The records are given next. Repeat each one exactly.

Recorded data:
****************************************

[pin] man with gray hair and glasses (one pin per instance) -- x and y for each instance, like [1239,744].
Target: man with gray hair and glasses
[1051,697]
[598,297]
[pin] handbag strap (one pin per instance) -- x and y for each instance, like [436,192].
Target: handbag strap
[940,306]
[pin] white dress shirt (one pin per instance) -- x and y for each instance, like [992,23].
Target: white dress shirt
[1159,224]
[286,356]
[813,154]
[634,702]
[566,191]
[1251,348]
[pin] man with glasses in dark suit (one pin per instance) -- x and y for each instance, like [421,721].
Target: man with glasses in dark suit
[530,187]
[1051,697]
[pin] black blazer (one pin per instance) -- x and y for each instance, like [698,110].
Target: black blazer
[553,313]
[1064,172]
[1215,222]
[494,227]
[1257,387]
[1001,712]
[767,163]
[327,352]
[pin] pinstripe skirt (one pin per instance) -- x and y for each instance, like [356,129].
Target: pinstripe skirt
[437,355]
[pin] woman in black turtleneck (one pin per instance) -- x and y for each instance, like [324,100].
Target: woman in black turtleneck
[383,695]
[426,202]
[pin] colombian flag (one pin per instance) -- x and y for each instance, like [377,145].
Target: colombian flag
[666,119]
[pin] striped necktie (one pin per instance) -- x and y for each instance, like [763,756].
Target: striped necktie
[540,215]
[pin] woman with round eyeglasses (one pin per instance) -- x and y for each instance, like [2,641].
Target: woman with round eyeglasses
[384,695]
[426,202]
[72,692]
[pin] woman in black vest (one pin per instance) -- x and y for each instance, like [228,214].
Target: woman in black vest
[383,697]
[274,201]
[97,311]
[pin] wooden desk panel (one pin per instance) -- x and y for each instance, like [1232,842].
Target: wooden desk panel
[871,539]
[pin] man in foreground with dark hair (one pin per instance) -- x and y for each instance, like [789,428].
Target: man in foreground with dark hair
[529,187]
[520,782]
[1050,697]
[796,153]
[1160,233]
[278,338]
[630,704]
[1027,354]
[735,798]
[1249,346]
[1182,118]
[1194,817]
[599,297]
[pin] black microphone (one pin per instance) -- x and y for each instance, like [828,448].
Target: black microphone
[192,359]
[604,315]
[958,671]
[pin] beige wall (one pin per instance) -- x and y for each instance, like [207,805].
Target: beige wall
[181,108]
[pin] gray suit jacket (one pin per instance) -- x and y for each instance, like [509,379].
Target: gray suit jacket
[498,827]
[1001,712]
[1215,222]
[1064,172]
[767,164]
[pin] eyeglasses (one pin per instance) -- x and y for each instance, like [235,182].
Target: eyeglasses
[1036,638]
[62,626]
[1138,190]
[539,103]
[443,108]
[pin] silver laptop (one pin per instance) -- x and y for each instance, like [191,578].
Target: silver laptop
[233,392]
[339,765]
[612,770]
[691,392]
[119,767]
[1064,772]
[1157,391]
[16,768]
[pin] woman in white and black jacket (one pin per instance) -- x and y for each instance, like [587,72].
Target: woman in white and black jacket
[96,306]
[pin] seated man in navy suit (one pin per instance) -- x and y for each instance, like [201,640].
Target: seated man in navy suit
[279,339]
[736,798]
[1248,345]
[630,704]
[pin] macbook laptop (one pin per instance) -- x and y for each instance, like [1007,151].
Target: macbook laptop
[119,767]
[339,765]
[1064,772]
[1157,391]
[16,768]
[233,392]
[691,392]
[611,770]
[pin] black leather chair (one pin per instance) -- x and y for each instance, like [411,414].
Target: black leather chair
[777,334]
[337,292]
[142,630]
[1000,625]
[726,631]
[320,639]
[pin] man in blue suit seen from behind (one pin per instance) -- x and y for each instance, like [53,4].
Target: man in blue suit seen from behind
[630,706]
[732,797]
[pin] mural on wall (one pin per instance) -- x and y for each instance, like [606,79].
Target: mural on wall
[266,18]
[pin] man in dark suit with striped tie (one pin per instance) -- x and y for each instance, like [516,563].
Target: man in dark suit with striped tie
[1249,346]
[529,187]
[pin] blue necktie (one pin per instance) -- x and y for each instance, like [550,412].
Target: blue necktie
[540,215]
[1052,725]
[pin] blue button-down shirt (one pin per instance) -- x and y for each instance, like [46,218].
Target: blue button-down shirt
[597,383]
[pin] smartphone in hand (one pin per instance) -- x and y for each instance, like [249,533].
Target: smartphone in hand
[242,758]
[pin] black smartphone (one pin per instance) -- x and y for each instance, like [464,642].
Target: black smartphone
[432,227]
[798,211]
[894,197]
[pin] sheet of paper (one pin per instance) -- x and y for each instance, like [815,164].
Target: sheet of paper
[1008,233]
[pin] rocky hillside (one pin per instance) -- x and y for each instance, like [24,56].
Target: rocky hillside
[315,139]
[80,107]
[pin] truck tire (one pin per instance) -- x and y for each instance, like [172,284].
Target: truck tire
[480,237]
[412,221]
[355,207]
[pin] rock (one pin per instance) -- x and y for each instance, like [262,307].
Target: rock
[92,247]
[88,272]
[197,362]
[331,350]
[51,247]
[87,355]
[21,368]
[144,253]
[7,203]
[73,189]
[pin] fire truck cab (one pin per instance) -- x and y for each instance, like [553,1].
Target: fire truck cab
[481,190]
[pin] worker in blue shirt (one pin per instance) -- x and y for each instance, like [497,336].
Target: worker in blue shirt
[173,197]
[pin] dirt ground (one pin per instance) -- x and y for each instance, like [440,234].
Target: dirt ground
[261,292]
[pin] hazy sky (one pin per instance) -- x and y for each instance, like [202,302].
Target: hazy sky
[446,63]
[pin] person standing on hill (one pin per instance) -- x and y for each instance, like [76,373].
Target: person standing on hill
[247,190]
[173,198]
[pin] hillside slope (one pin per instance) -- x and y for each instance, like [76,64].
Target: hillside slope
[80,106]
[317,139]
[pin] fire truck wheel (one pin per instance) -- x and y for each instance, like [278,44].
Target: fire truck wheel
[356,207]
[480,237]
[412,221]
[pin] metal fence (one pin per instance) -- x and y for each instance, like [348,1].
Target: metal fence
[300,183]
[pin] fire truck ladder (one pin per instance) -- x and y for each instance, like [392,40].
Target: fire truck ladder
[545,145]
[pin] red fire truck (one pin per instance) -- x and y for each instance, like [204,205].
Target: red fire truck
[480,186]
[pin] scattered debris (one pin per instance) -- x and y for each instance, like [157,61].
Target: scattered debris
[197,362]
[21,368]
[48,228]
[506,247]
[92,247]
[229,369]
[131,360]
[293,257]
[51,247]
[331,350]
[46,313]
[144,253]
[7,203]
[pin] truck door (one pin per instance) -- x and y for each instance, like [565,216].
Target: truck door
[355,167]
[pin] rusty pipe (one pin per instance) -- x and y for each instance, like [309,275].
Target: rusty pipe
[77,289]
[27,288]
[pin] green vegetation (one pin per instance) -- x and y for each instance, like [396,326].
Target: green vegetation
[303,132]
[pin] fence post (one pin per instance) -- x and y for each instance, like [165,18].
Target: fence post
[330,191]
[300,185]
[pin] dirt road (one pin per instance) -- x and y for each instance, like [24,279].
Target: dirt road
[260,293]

****************************************

• _Your response_:
[pin] man with gray hair and glasses (one pin per instance) -- x and y for each instance, like [1239,744].
Target: man with gray hair and glasses
[1051,697]
[598,297]
[pin] handbag strap (one pin per instance) -- x and y for each instance, like [436,192].
Target: handbag strap
[940,306]
[pin] white dress shirt (one pin per instance) -- x and y for each instance, like [992,23].
Target: white dress shirt
[1159,224]
[286,356]
[813,154]
[634,702]
[566,191]
[1251,348]
[pin] man with glasses in dark suit (one pin per instance) -- x and y for each instance, like [421,721].
Target: man with glasses in dark suit
[530,187]
[1051,697]
[pin] black blazer (one pin per instance) -- x and y for each instance, like [698,110].
Target: black blazer
[553,313]
[1064,172]
[1215,222]
[494,227]
[1257,387]
[1001,712]
[767,163]
[327,352]
[pin] pinstripe skirt (one pin per instance) -- x and y for each instance, like [356,129].
Target: pinstripe skirt
[437,355]
[pin] woman in black turtleneck (one pin per instance) -- x and y for each instance, like [324,100].
Target: woman in black turtleneck
[383,695]
[426,202]
[pin] colombian flag (one pin per instance) -- x and y for each instance, like [377,145].
Target: colombian flag
[666,119]
[pin] striped necktie (one pin per instance) -- x and y for each instance, like [763,756].
Target: striped necktie
[540,215]
[pin] woman with round eyeglasses (one pin per instance) -- x and y for each instance, like [2,641].
Target: woman with round eyeglasses
[384,695]
[426,202]
[72,692]
[pin] woman in black vest (one pin per instance) -- x and y for each instance, like [228,214].
Target: woman in black vest
[383,697]
[274,201]
[97,311]
[pin] wooden desk panel (one pin per instance) -- x and y for each instance, like [1232,842].
Target: wooden desk panel
[871,539]
[pin] man in foreground with dark hair (one pin per instance) -- x and y for each instance, like [789,428].
Target: man in foreground with dark hair
[529,187]
[520,782]
[1050,697]
[796,153]
[1160,233]
[278,338]
[630,704]
[1027,354]
[735,798]
[1249,346]
[1182,118]
[1194,817]
[599,297]
[pin] black microphone (one pin per instance) -- x and y for each instance, like [828,448].
Target: black microphone
[192,359]
[604,315]
[958,671]
[pin] beige wall (one pin per instance) -- x and y for each instance, like [207,805].
Target: beige wall
[181,108]
[pin] gray suit jacket (one pin per instance) -- x and y for each instance, like [509,379].
Target: gray suit jacket
[498,827]
[1001,712]
[1215,222]
[1064,172]
[767,164]
[pin] eyeglasses (one pin per instance) -- x and y for each instance, like [235,182].
Target: eyeglasses
[1036,638]
[62,626]
[1138,190]
[539,103]
[443,108]
[pin] silver laptop (one pin per instance) -- x and y for each instance, like [191,578].
Target: silver laptop
[233,392]
[339,765]
[612,770]
[691,392]
[119,767]
[1064,772]
[1157,391]
[16,768]
[pin] woman in white and black jacket (one pin per instance) -- x and y for each instance, like [587,72].
Target: woman in white and black jacket
[96,306]
[pin] seated man in navy suit (one pin per instance) -- x and y for each instance, like [201,640].
Target: seated man in navy suit
[279,339]
[736,798]
[1248,345]
[630,704]
[pin] macbook laptop (one pin per instance) -- x and y for each instance, like [1007,151].
Target: macbook laptop
[119,767]
[339,765]
[1064,772]
[1157,391]
[16,768]
[233,392]
[691,392]
[611,770]
[pin] black leather chair (one pin per instance) -- x and y for each instance, like [411,414].
Target: black leather chair
[777,334]
[337,292]
[142,630]
[1000,625]
[726,631]
[320,639]
[pin] man in blue suit seen from behind (one pin per instance) -- x and y for each instance, like [53,4].
Target: man in blue suit seen from behind
[630,706]
[732,797]
[pin] mural on wall (one pin per instance) -- x and y for each instance, like [606,79].
Target: mural on wall
[266,18]
[pin] man in dark suit with striped tie (one pin per instance) -- x and y for each instance, like [516,563].
Target: man in dark suit with striped tie
[1249,346]
[529,187]
[pin] blue necktie (one pin per instance) -- x and y for each instance, like [550,412].
Target: blue necktie
[540,215]
[1052,725]
[pin] blue button-down shirt (one pin per instance) -- x and y for each instance, like [46,218].
Target: blue button-down shirt
[597,383]
[pin] smartphone in hand (one pin per instance) -- x and y for each instance, like [249,533].
Target: smartphone in hand
[242,758]
[pin] black smartphone (one pin per instance) -- x and y for each instance, like [464,642].
Target: black smartphone
[432,227]
[798,211]
[894,197]
[pin] sheet of paper (one pin per instance) -- x and y for each instance, like [815,164].
Target: sheet of paper
[1008,233]
[pin] rocky hillside (one pin per instance) -- x and y for each instance, like [24,56].
Target: rocky hillside
[315,139]
[80,107]
[pin] truck tire (one pin per instance) -- x and y for each instance, like [172,284].
Target: truck tire
[480,237]
[412,221]
[355,207]
[pin] rock (one pin per instance) -- x and y for each instance, like [262,307].
Target: rock
[92,247]
[88,272]
[197,362]
[331,350]
[51,247]
[87,355]
[21,368]
[144,253]
[7,203]
[73,189]
[pin] fire truck cab (one pin per instance) -- x and y for each instance, like [553,1].
Target: fire truck cab
[481,190]
[pin] worker in blue shirt (one pin per instance) -- x and y for each instance, like [497,336].
Target: worker in blue shirt
[173,197]
[pin] dirt ground (one pin per instance) -- x and y for each instance, like [440,234].
Target: dirt ground
[261,292]
[pin] hazy sky (one pin per instance) -- x and y for each instance, like [202,302].
Target: hazy sky
[446,63]
[pin] person standing on hill (one pin per instance) -- x and y for each instance, like [76,373].
Target: person standing on hill
[247,190]
[173,198]
[pin] hillside slope (one pin per instance) -- x and y for each instance, like [76,64].
Target: hillside slope
[80,106]
[317,139]
[pin] fire truck wheel (one pin per instance) -- x and y for each instance, like [278,44].
Target: fire truck wheel
[356,207]
[480,237]
[412,221]
[pin] metal fence (one pin per instance) -- x and y for each instance, like [348,1].
Target: metal fence
[300,183]
[pin] fire truck ladder (one pin per instance) -- x and y for each instance, like [392,40].
Target: fire truck ladder
[545,145]
[pin] red fire truck (one pin per instance) -- x and y for each instance, like [204,205].
Target: red fire truck
[480,186]
[pin] scattered debris (one pin per instance) -- x and y for each instance, like [157,61].
Target: scattered debris
[197,362]
[21,368]
[48,228]
[506,247]
[92,247]
[229,369]
[131,360]
[293,257]
[51,247]
[331,350]
[46,313]
[144,253]
[7,203]
[pin] truck door (one pin per instance) -- x and y for each instance, like [565,216].
Target: truck door
[355,167]
[pin] rusty pipe (one pin per instance) -- x and y for each instance, like [309,275].
Target: rusty pipe
[77,289]
[27,288]
[pin] green vegetation (one pin per instance) -- x and y for each instance, like [396,326].
Target: green vegetation
[303,132]
[pin] fence post (one pin per instance) -- x and y for each instance, like [165,18].
Target: fence post
[330,191]
[300,185]
[pin] dirt road (one pin per instance) -- x and y for each instance, like [24,279].
Target: dirt road
[260,293]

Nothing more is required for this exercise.